§ SOURCE PASSAGE
## start

From 72692005f580ba4191fe737aa907568560f4bcd3 Mon Sep 17 00:00:00 2001
From: zhouxianrong <zhouxianrong@huawei.com>
Date: Fri, 24 Feb 2017 14:59:27 -0800
Subject: [PATCH 045/165] BACKPORT: zram: extend zero pages to same element
 pages

The idea is that without doing more calculations we extend zero pages to
same element pages for zram.  zero page is special case of same element
page with zero element.

1. the test is done under android 7.0
2. startup too many applications circularly
3. sample the zero pages, same pages (none-zero element)
   and total pages in function page_zero_filled

the result is listed as below:

ZERO	SAME	TOTAL
36214	17842	598196

		ZERO/TOTAL	 SAME/TOTAL	  (ZERO+SAME)/TOTAL ZERO/SAME
AVERAGE	0.060631909	 0.024990816  0.085622726		2.663825038
STDEV	0.00674612	 0.005887625  0.009707034		2.115881328
MAX		0.069698422	 0.030046087  0.094975336		7.56043956
MIN		0.03959586	 0.007332205  0.056055193		1.928985507

from the above data, the benefit is about 2.5% and up to 3% of total
swapout pages.

The defect of the patch is that when we recovery a page from non-zero
element the operations are low efficient for partial read.

This patch extends zero_page to same_page so if there is any user to
have monitored zero_pages, he will be surprised if the number is
increased but it's not harmful, I believe.

[minchan@kernel.org: do not free same element pages in zram_meta_free]
  Link: http://lkml.kernel.org/r/20170207065741.GA2567@bbox
Link: http://lkml.kernel.org/r/1483692145-75357-1-git-send-email-zhouxianrong@huawei.com
Link: http://lkml.kernel.org/r/1486307804-27903-1-git-send-email-minchan@kernel.org
Signed-off-by: zhouxianrong <zhouxianrong@huawei.com>
Signed-off-by: Minchan Kim <minchan@kernel.org>
Cc: Sergey Senozhatsky <sergey.senozhatsky@gmail.com>
Cc: Joonsoo Kim <iamjoonsoo.kim@lge.com>
Signed-off-by: Andrew Morton <akpm@linux-foundation.org>
Signed-off-by: Linus Torvalds <torvalds@linux-foundation.org>

(cherry picked from commit 8e19d540d107ee897eb9a874844060c94e2376c0)
Signed-off-by: Peter Kalauskas <peskal@google.com>
Bug: 112488418
Change-Id: I92ebb07a6ad96be82443d6e0c0d4f25cbe936915
---
 Documentation/blockdev/zram.txt |  6 +--
 drivers/block/zram/zram_drv.c   | 87 +++++++++++++++++++++++----------
 drivers/block/zram/zram_drv.h   |  9 ++--
 3 files changed, 69 insertions(+), 33 deletions(-)

## end

§ WHAT NEEDS TO BE DONE
Transcribe the zram patch from "From 72692005f580ba4191fe737aa907568560f4bcd3 Mon" up to and including "pages (none-zero element)". None of the items are needed to work with the zram patch.

§ MATERIAL
## start

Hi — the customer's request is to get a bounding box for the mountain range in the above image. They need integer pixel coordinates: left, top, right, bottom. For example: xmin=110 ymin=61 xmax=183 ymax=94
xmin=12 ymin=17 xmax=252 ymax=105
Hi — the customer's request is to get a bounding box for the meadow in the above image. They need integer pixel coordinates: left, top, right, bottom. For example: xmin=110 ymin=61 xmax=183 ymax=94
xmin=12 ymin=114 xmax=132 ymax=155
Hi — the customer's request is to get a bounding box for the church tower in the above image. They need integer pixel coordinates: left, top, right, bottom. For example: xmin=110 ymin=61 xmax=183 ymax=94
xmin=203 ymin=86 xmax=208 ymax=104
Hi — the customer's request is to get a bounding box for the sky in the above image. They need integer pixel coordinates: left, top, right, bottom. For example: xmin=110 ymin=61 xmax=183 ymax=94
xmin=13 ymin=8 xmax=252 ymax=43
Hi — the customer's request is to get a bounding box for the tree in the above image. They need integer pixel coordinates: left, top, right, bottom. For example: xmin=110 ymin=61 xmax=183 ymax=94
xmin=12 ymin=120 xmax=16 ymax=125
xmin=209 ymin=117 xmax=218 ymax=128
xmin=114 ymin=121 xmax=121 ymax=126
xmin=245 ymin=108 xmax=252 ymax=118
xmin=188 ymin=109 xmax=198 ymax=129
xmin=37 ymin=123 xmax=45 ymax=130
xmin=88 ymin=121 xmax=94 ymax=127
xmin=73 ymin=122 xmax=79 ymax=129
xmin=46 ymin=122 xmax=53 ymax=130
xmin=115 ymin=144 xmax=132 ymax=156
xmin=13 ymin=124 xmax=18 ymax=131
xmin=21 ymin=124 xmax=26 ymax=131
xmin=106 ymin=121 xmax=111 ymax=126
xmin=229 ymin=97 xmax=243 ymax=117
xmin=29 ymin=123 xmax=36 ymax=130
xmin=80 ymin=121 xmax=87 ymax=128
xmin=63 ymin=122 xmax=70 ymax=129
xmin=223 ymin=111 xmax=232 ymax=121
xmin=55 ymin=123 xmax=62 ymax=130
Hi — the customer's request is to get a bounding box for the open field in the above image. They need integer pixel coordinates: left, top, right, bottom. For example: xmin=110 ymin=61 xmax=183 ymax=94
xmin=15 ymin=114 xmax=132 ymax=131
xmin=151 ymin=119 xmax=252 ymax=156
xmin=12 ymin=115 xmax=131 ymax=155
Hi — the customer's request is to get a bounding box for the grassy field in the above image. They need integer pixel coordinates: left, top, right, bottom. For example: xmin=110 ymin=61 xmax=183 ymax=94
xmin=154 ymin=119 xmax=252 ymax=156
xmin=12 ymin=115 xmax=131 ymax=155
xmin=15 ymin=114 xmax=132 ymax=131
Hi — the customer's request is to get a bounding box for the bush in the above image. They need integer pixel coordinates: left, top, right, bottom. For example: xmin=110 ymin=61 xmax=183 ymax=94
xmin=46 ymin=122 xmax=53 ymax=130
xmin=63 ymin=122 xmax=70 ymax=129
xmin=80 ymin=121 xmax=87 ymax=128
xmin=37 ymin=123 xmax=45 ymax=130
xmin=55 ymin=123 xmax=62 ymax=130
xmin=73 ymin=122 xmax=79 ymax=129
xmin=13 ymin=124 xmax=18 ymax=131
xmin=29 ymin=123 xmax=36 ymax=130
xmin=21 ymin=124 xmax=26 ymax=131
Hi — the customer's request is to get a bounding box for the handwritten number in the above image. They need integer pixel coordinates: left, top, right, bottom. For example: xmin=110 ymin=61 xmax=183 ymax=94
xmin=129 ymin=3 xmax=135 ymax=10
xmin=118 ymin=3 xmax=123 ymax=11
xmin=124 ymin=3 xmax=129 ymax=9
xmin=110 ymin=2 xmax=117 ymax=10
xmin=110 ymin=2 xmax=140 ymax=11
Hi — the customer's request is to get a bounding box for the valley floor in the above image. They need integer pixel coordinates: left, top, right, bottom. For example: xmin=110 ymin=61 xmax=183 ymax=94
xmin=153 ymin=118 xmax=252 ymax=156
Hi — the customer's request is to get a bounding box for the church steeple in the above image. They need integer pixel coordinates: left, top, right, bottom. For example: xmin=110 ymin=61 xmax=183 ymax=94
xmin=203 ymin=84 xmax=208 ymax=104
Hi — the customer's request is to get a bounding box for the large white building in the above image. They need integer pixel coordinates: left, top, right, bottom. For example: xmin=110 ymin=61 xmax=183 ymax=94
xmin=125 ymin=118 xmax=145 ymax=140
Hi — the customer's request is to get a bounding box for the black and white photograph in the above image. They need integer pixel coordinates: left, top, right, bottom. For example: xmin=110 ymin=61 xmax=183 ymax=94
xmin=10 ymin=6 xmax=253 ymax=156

## end
## start

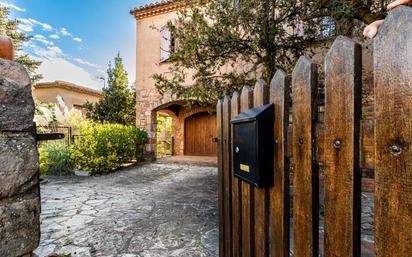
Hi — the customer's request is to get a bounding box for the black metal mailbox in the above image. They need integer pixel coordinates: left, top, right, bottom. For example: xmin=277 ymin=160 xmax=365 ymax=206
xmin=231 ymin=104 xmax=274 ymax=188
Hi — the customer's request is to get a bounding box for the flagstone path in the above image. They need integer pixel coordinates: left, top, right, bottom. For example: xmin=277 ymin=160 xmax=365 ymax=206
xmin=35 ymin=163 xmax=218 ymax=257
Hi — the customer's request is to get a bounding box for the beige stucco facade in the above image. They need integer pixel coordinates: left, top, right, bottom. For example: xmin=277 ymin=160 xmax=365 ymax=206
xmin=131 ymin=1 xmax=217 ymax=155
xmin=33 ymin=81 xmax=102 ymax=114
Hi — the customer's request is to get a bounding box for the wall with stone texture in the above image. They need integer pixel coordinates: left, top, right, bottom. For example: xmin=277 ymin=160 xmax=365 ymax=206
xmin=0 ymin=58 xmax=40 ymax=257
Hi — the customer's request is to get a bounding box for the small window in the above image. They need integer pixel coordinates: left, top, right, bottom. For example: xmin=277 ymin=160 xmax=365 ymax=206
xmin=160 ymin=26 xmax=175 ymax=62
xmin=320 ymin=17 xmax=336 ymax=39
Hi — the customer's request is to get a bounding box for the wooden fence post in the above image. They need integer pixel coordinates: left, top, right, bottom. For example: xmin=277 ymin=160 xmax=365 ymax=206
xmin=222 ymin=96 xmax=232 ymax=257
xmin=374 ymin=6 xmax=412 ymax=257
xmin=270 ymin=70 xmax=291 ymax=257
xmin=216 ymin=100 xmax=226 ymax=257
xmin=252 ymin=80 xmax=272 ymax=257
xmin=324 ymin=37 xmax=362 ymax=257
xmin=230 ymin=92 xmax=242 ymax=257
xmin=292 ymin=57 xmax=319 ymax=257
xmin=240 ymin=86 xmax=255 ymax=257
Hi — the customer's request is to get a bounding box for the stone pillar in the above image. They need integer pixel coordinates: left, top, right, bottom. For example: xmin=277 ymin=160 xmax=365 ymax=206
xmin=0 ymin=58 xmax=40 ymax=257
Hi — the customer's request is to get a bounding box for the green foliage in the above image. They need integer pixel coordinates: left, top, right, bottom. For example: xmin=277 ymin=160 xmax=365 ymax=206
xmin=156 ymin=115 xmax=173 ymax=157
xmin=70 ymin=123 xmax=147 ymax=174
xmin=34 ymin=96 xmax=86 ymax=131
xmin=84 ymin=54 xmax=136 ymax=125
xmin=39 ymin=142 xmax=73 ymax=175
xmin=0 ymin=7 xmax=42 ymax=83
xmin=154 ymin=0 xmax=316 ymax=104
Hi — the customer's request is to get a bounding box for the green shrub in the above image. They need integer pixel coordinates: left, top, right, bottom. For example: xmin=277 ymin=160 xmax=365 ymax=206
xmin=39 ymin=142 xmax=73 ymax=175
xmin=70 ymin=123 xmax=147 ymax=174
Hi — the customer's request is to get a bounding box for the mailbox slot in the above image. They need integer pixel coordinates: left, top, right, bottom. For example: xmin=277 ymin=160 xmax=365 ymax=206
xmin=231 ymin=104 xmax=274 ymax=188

## end

§ FINAL RESULT
From 72692005f580ba4191fe737aa907568560f4bcd3 Mon Sep 17 00:00:00 2001
From: zhouxianrong <zhouxianrong@huawei.com>
Date: Fri, 24 Feb 2017 14:59:27 -0800
Subject: [PATCH 045/165] BACKPORT: zram: extend zero pages to same element
 pages

The idea is that without doing more calculations we extend zero pages to
same element pages for zram.  zero page is special case of same element
page with zero element.

1. the test is done under android 7.0
2. startup too many applications circularly
3. sample the zero pages, same pages (none-zero element)